[Testo dell'esercizio]
---+---

Dal Santo Vangelo secondo l’Apostolo ed Evangelista San Matto (Mt 21: 33-42)
“In quel tempo, il Signore disse: “Ascoltate un'altra parabola: C'era un padrone che piantò una vigna e la circondò con una siepe, vi scavò un frantoio, vi costruì una torre, poi l'affidò a dei vignaioli e se ne andò.
Quando fu il tempo dei frutti, mandò i suoi servi da quei vignaioli a ritirare il raccolto. Ma quei vignaioli presero i servi e uno lo bastonarono, l'altro lo uccisero, l'altro lo lapidarono.
Di nuovo mandò altri servi più numerosi dei primi, ma quelli si comportarono nello stesso modo. Da ultimo mandò loro il proprio figlio dicendo: Avranno rispetto di mio figlio! Ma quei vignaioli, visto il figlio, dissero tra sé: Costui è l'erede; venite, uccidiamolo, e avremo noi l'eredità.
E, presolo, lo cacciarono fuori della vigna e l'uccisero.
Quando dunque verrà il padrone della vigna che farà a quei vignaioli?».
Gli rispondono: «Farà morire miseramente quei malvagi e darà la vigna ad altri vignaioli che gli consegneranno i frutti a suo tempo».
E Gesù disse loro: «Non avete mai letto nelle Scritture:
La pietra che i costruttori hanno scartata è diventata testata d'angolo,
dal Signore è stato fatto questo ed è mirabile agli occhi nostri?
Perciò io vi dico: vi sarà tolto il regno di Dio e sarà dato a un popolo che lo farà fruttificare”.
Riflessione
Carissimi, amati fratelli e sorelle in Cristo, a voi tutti ogni pace e benedizione!
In questa tredicesima domenica dopo Pentecoste, la Chiesa di Dio ci invita a riflettere su due letture che abbiamo ascoltato: la prima dalla prima lettera di San Paolo Apostolo ai Corinzi (1 Corinzi 16:13-24) e la seconda dalla Parabola della Vigna (Matteo 21:33-42). Pur presentandosi inizialmente come separate, queste due letture si rivelano invece intimamente connesse, svelando un significato più profondo che le lega insieme.
Nello specifico, nella prima lettura, San Paolo esorta i credenti della comunità di Corinto offrendo preziose indicazioni su come vivere una vita cristiana autentica e responsabile.
In questa epistola, San Paolo fornisce istruzioni pratiche, esorta alla vigilanza e all'amore, e trasmette saluti e benedizioni. Il messaggio centrale è quello di vivere una vita cristiana responsabile, rispettando l'autorità, coltivando l'amore e mantenendo l'unità nella fede nel Signore Nostro Gesù Cristo.

---+---

[Materiale fornito]

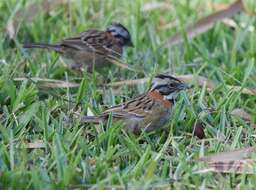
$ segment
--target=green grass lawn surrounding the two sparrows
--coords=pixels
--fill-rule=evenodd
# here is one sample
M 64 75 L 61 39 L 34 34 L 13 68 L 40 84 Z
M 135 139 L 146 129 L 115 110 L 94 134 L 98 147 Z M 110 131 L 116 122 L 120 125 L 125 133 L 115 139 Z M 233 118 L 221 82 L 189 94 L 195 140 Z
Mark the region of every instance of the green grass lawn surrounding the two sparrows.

---+---

[Cosa fare]
A: Riporta fedelmente dal testo dell'esercizio il brano che va da "Perciò io vi" fino a "pace e benedizione!".
B: Nel testo dell'esercizio, quali azioni compie il padrone sulla vigna prima di andarsene? Elencale tutte.

[Esercizio svolto]
A:
Perciò io vi dico: vi sarà tolto il regno di Dio e sarà dato a un popolo che lo farà fruttificare”.
Riflessione
Carissimi, amati fratelli e sorelle in Cristo, a voi tutti ogni pace e benedizione!

B:
- piantò la vigna
- la circondò con una siepe
- vi scavò un frantoio
- vi costruì una torre
- l'affidò a dei vignaioli